■ **Extrait retenu**
En février 1245, un convers de Léoncel confirme sa donation faite près de Chatuzange et de la Part-Dieu. Il avait reçu un poulain d’une valeur de 6 livres viennoises. Son fils évoque quelques donations parmi lesquelles une terre au Sablon, contigüe à celles de la Part-Dieu, une autre près du chemin de Chatuzange à Romans et pour lesquelles les moines lui doivent et lui donnent 24 sols. Il reconnaît en outre avoir donné à l’abbaye une terre contigüe au cimetière de Chatuzange et d’autres près de la route de Valence et des propriétés des templiers pour 8 livres, 8 sols et deux sétiers de froment : aumône ou albergement ? Jean, archevêque de Vienne appose son sceau (CXXXVIII -8124).
Le 24 novembre 1244 à Alixan une veuve, Bona Femina, avec le consentement de son fils donne en aumône à Notre Dame et à l’abbé Arnaud une terre près du ruisseau de Palaia et contigüe à celle des Hospitaliers de Valence. (CLI – 8104).

■ **Données à examiner**
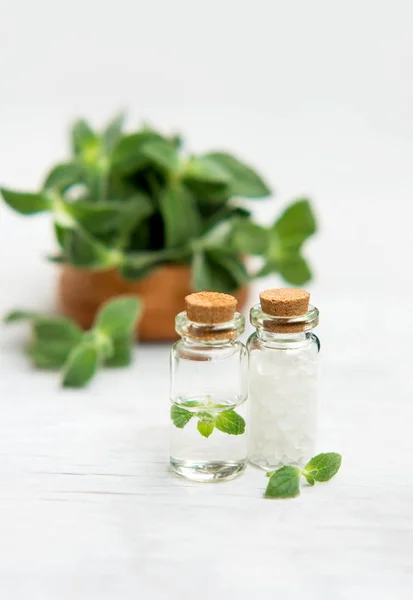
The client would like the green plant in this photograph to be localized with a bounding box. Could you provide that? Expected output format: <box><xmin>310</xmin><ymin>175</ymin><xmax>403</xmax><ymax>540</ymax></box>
<box><xmin>264</xmin><ymin>452</ymin><xmax>341</xmax><ymax>498</ymax></box>
<box><xmin>4</xmin><ymin>296</ymin><xmax>141</xmax><ymax>387</ymax></box>
<box><xmin>171</xmin><ymin>400</ymin><xmax>245</xmax><ymax>438</ymax></box>
<box><xmin>1</xmin><ymin>116</ymin><xmax>316</xmax><ymax>292</ymax></box>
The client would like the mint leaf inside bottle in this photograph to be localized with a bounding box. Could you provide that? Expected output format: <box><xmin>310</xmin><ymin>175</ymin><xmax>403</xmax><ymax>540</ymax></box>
<box><xmin>302</xmin><ymin>452</ymin><xmax>341</xmax><ymax>485</ymax></box>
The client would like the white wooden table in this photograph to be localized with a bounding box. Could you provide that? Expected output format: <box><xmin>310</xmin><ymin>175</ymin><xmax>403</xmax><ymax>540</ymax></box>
<box><xmin>0</xmin><ymin>282</ymin><xmax>413</xmax><ymax>600</ymax></box>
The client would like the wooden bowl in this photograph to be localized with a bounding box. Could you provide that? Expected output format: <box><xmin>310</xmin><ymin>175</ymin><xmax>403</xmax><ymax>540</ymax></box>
<box><xmin>58</xmin><ymin>265</ymin><xmax>248</xmax><ymax>341</ymax></box>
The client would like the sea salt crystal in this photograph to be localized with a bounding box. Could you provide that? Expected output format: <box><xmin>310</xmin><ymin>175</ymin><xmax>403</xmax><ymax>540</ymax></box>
<box><xmin>249</xmin><ymin>338</ymin><xmax>318</xmax><ymax>469</ymax></box>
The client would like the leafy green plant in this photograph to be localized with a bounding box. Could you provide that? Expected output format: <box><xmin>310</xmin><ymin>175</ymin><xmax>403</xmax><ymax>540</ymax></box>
<box><xmin>4</xmin><ymin>296</ymin><xmax>141</xmax><ymax>387</ymax></box>
<box><xmin>264</xmin><ymin>452</ymin><xmax>341</xmax><ymax>498</ymax></box>
<box><xmin>1</xmin><ymin>115</ymin><xmax>316</xmax><ymax>292</ymax></box>
<box><xmin>171</xmin><ymin>400</ymin><xmax>245</xmax><ymax>438</ymax></box>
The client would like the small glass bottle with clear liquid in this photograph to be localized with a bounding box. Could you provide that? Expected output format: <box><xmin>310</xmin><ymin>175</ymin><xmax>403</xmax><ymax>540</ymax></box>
<box><xmin>170</xmin><ymin>292</ymin><xmax>248</xmax><ymax>481</ymax></box>
<box><xmin>247</xmin><ymin>288</ymin><xmax>320</xmax><ymax>470</ymax></box>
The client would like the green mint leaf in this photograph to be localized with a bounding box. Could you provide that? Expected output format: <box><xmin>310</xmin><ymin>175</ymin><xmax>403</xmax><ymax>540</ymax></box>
<box><xmin>27</xmin><ymin>343</ymin><xmax>70</xmax><ymax>370</ymax></box>
<box><xmin>159</xmin><ymin>184</ymin><xmax>201</xmax><ymax>248</ymax></box>
<box><xmin>71</xmin><ymin>119</ymin><xmax>100</xmax><ymax>158</ymax></box>
<box><xmin>3</xmin><ymin>310</ymin><xmax>40</xmax><ymax>323</ymax></box>
<box><xmin>277</xmin><ymin>254</ymin><xmax>312</xmax><ymax>285</ymax></box>
<box><xmin>28</xmin><ymin>316</ymin><xmax>83</xmax><ymax>369</ymax></box>
<box><xmin>94</xmin><ymin>296</ymin><xmax>141</xmax><ymax>338</ymax></box>
<box><xmin>60</xmin><ymin>224</ymin><xmax>122</xmax><ymax>269</ymax></box>
<box><xmin>0</xmin><ymin>188</ymin><xmax>52</xmax><ymax>215</ymax></box>
<box><xmin>62</xmin><ymin>343</ymin><xmax>101</xmax><ymax>388</ymax></box>
<box><xmin>302</xmin><ymin>452</ymin><xmax>341</xmax><ymax>485</ymax></box>
<box><xmin>102</xmin><ymin>112</ymin><xmax>125</xmax><ymax>153</ymax></box>
<box><xmin>182</xmin><ymin>400</ymin><xmax>202</xmax><ymax>407</ymax></box>
<box><xmin>67</xmin><ymin>194</ymin><xmax>154</xmax><ymax>237</ymax></box>
<box><xmin>141</xmin><ymin>139</ymin><xmax>179</xmax><ymax>173</ymax></box>
<box><xmin>272</xmin><ymin>198</ymin><xmax>317</xmax><ymax>250</ymax></box>
<box><xmin>33</xmin><ymin>316</ymin><xmax>83</xmax><ymax>343</ymax></box>
<box><xmin>197</xmin><ymin>415</ymin><xmax>215</xmax><ymax>438</ymax></box>
<box><xmin>204</xmin><ymin>152</ymin><xmax>271</xmax><ymax>198</ymax></box>
<box><xmin>171</xmin><ymin>404</ymin><xmax>194</xmax><ymax>429</ymax></box>
<box><xmin>105</xmin><ymin>335</ymin><xmax>135</xmax><ymax>367</ymax></box>
<box><xmin>111</xmin><ymin>131</ymin><xmax>163</xmax><ymax>174</ymax></box>
<box><xmin>264</xmin><ymin>466</ymin><xmax>301</xmax><ymax>498</ymax></box>
<box><xmin>215</xmin><ymin>409</ymin><xmax>245</xmax><ymax>435</ymax></box>
<box><xmin>183</xmin><ymin>156</ymin><xmax>231</xmax><ymax>185</ymax></box>
<box><xmin>43</xmin><ymin>162</ymin><xmax>87</xmax><ymax>192</ymax></box>
<box><xmin>231</xmin><ymin>219</ymin><xmax>269</xmax><ymax>255</ymax></box>
<box><xmin>82</xmin><ymin>328</ymin><xmax>114</xmax><ymax>361</ymax></box>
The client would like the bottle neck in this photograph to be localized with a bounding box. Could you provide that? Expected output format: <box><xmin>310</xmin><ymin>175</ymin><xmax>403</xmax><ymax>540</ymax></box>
<box><xmin>250</xmin><ymin>304</ymin><xmax>318</xmax><ymax>347</ymax></box>
<box><xmin>257</xmin><ymin>327</ymin><xmax>312</xmax><ymax>348</ymax></box>
<box><xmin>175</xmin><ymin>312</ymin><xmax>245</xmax><ymax>347</ymax></box>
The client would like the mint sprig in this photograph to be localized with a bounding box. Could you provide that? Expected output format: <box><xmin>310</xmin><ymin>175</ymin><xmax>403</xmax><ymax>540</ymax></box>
<box><xmin>171</xmin><ymin>400</ymin><xmax>245</xmax><ymax>438</ymax></box>
<box><xmin>4</xmin><ymin>296</ymin><xmax>141</xmax><ymax>388</ymax></box>
<box><xmin>264</xmin><ymin>466</ymin><xmax>301</xmax><ymax>498</ymax></box>
<box><xmin>264</xmin><ymin>452</ymin><xmax>341</xmax><ymax>498</ymax></box>
<box><xmin>302</xmin><ymin>452</ymin><xmax>341</xmax><ymax>486</ymax></box>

■ **Travail à réaliser**
Rédigez la suite de l'extrait sur les donations faites à l'abbaye de Léoncel, en reprenant après sa dernière phrase. Les enregistrements forment un matériau indépendant de l'extrait.

■ **Résultat obtenu**
En octobre 1248, Bertrand de Mormanton, commandeur de la maison de l’Hôpital de Jérusalem de Valence, du consentement de ses frères et de l’autorité de Bertrand, commandeur de Saint-Gilles, vend à Ponce, abbé de Léoncel, au prix de 8 livres, monnaie de Vienne ou de Valence, ce que sa maison possède dans la paroisse de l’église de Chatuzange et une terre dans celle de Charlieu (CLVII -8481).
En octobre 1251, Odon d’Alixan accepte un échange avec l’abbé Guillaume Pierre Guilardi, commandeur de l’Hôpital de Jérusalem de Valence, au nom de Pierre Gay, commandeur de la maison du Barry, pour mettre fin aux discussions entre les frères de la grange du Conier et ceux du Barry au sujet de l’eau du Pelaia. (CLXIX – 8796)
En février 1293 est réalisé un compromis entre d’une part le curé de l’église de Fiançayes au nom de son église et l’hôpital de Saint- Jean de Valence et d’autre part l’abbé de Léoncel Giraud, le tout avec le consentement de Pierre Arnaud commandeur de l’hôpital de Valence. Il s’agit de la restitution de blé pris sur des terres de l’abbaye et du paiement du 1/45ème des fruits des terres que l’abbaye tient dans la paroisse de Fiançayes. Sauf si ces terres sont cultivées par les moines eux-mêmes selon un privilège inscrit dans le corpus Juris. (CCLXVIII -14149)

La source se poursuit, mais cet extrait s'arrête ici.